── DATA ──

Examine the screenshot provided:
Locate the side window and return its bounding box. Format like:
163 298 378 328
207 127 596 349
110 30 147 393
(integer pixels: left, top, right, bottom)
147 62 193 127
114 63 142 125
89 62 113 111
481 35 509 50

───

TASK DESCRIPTION:
Rewrite every line of the listing above, including the requests. Scale only the bounding-box coordinates in the answers by 0.6, rounding each result to the nearest whole number with halves rounded up.

EXERCISE SOLUTION:
Examine the screenshot provided:
Locate the side window and return its bounding box. Format like:
163 298 378 328
207 127 596 349
110 30 147 393
(integer pixels: left, top, right, bottom)
88 37 116 76
68 38 85 75
53 37 68 67
289 21 305 30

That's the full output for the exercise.